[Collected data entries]
◇ ◇ ◇ ◇ ◇ ◇ ◇
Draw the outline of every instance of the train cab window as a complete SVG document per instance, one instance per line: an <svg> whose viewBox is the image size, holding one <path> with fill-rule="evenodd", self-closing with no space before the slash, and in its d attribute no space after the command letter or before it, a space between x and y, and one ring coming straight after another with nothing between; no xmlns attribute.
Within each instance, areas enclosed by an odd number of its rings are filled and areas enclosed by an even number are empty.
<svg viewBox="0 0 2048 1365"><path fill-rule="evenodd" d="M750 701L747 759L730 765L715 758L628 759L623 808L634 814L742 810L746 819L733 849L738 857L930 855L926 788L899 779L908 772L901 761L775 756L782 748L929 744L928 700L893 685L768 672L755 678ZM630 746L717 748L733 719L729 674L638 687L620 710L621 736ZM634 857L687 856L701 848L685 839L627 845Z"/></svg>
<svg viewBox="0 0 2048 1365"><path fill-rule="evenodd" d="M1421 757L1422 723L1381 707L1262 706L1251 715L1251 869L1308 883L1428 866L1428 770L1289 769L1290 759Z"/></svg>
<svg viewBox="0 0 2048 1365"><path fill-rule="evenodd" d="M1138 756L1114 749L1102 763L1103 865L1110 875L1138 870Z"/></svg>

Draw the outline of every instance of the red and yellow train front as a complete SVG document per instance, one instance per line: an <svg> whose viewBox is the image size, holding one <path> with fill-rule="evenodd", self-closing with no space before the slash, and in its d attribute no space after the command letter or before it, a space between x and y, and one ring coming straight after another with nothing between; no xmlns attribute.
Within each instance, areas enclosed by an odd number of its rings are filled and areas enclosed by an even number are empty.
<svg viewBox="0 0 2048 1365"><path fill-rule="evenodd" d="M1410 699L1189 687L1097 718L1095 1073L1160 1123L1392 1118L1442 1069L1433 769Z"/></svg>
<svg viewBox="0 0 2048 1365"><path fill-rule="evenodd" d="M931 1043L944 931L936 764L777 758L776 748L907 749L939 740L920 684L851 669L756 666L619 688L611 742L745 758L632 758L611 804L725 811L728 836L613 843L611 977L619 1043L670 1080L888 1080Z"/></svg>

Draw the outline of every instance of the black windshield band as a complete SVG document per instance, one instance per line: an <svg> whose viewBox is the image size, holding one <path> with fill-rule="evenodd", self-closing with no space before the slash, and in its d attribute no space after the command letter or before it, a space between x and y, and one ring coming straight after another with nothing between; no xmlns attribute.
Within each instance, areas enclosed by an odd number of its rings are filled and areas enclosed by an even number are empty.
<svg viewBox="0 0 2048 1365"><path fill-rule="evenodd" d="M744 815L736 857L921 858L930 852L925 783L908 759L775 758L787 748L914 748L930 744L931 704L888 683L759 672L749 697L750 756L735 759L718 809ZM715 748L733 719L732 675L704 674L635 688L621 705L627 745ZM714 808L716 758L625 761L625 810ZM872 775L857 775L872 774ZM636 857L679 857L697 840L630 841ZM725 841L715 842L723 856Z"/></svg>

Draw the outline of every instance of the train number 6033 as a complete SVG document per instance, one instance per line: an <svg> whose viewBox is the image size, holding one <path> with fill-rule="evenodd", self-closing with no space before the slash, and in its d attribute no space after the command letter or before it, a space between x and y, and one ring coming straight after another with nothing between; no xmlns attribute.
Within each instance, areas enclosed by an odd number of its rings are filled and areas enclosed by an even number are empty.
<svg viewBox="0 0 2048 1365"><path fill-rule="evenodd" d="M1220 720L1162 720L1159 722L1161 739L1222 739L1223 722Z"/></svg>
◇ ◇ ◇ ◇ ◇ ◇ ◇
• Description of the task:
The records above should all be quoted exactly, please.

• The answer:
Draw the outline of every instance of the train cab window as a complete SVG document per instance, one instance per line: an <svg> whose viewBox is the image size, holding one <path> with fill-rule="evenodd", self-closing with no space before the slash, and in its d attribute no space after the command letter or before it, a space between x and y, and one ring coming straight after another with nothing between; no xmlns attribute.
Within each instance, areas enclosed by an odd number of its rings are filled and areas enclosed by an even number are empty.
<svg viewBox="0 0 2048 1365"><path fill-rule="evenodd" d="M750 701L747 759L730 765L715 758L628 759L623 808L634 814L742 810L746 819L733 849L738 857L930 855L926 788L899 779L908 772L901 761L775 756L782 748L929 744L928 700L893 685L768 672L755 678ZM630 746L717 748L733 719L729 674L638 687L620 710L621 736ZM634 857L687 856L701 848L685 839L627 845Z"/></svg>
<svg viewBox="0 0 2048 1365"><path fill-rule="evenodd" d="M1421 757L1422 723L1381 707L1262 706L1251 715L1251 869L1308 883L1428 866L1428 770L1289 769L1290 759Z"/></svg>
<svg viewBox="0 0 2048 1365"><path fill-rule="evenodd" d="M1138 756L1114 749L1102 763L1103 865L1110 875L1138 870Z"/></svg>

Draw the outline of every instance of the red and yellow train front as a complete SVG document per instance, one instance per line: an <svg> whose viewBox is the image size, holding one <path> with fill-rule="evenodd", self-closing with no space before the slash, and in its d attribute no space after the command letter or before it, a space between x and y, and one ring coming straight after another with nothing between; no xmlns attribute.
Within each instance, areas enclosed by an odd number of its rings are filled and areas enclosed by an even number are empty.
<svg viewBox="0 0 2048 1365"><path fill-rule="evenodd" d="M1410 699L1189 687L1097 718L1095 1073L1160 1123L1392 1118L1442 1069L1433 769Z"/></svg>
<svg viewBox="0 0 2048 1365"><path fill-rule="evenodd" d="M931 1043L944 931L936 764L777 758L776 748L907 749L939 740L920 684L851 669L756 666L619 688L611 742L745 758L632 758L611 804L725 811L728 836L613 843L611 977L619 1043L670 1080L888 1080Z"/></svg>

Draw the outline of every instance of the black windshield band as a complete SVG document per instance, one instance per line: an <svg> whose viewBox is the image size, holding one <path> with fill-rule="evenodd", self-closing with no space before the slash, and in its d attribute no space after the command letter or before it, a space between x and y, and one ring coming straight after another with nothing between; no xmlns attribute.
Within each instance, areas enclosed by an odd number of its rings are filled and areas enclosed by an even number are empty.
<svg viewBox="0 0 2048 1365"><path fill-rule="evenodd" d="M744 815L736 857L921 858L930 852L925 783L908 759L775 758L787 748L914 748L930 744L931 704L888 683L759 672L749 697L750 756L735 759L718 809ZM715 748L733 719L732 675L704 674L635 688L621 705L627 745ZM714 808L716 758L625 761L625 810ZM872 775L857 775L872 774ZM636 857L679 857L697 840L630 841ZM725 841L715 842L723 856Z"/></svg>

Draw the outline of every instance of the train number 6033 as a complete SVG document per instance, one instance per line: an <svg> whose viewBox is the image size, holding one <path> with fill-rule="evenodd", self-closing with no space before the slash, and in its d attribute no space after the command letter or before it, a space between x and y, and one ring coming straight after another with nothing between; no xmlns attribute.
Within each instance, areas enclosed by an odd number of its rings are filled and areas enclosed by an even number are empty.
<svg viewBox="0 0 2048 1365"><path fill-rule="evenodd" d="M1220 720L1162 720L1159 722L1161 739L1222 739L1223 722Z"/></svg>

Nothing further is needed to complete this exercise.